(Source records)
## Start

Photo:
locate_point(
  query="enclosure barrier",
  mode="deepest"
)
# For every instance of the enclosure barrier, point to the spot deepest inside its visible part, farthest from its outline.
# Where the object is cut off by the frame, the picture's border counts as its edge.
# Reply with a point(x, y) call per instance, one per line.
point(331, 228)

## End
## Start

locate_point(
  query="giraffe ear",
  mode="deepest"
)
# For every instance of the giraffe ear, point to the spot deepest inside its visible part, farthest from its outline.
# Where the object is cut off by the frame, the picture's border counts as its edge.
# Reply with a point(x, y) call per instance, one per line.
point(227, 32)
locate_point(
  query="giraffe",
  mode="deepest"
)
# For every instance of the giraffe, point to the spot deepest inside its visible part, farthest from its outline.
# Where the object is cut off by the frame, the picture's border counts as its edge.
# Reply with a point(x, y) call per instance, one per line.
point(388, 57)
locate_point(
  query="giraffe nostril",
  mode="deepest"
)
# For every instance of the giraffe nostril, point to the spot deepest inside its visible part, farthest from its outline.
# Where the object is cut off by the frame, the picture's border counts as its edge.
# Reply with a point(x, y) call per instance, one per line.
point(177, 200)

## End

Please tally the lines in the entries above that contain the string "giraffe". Reply with the number alone.

6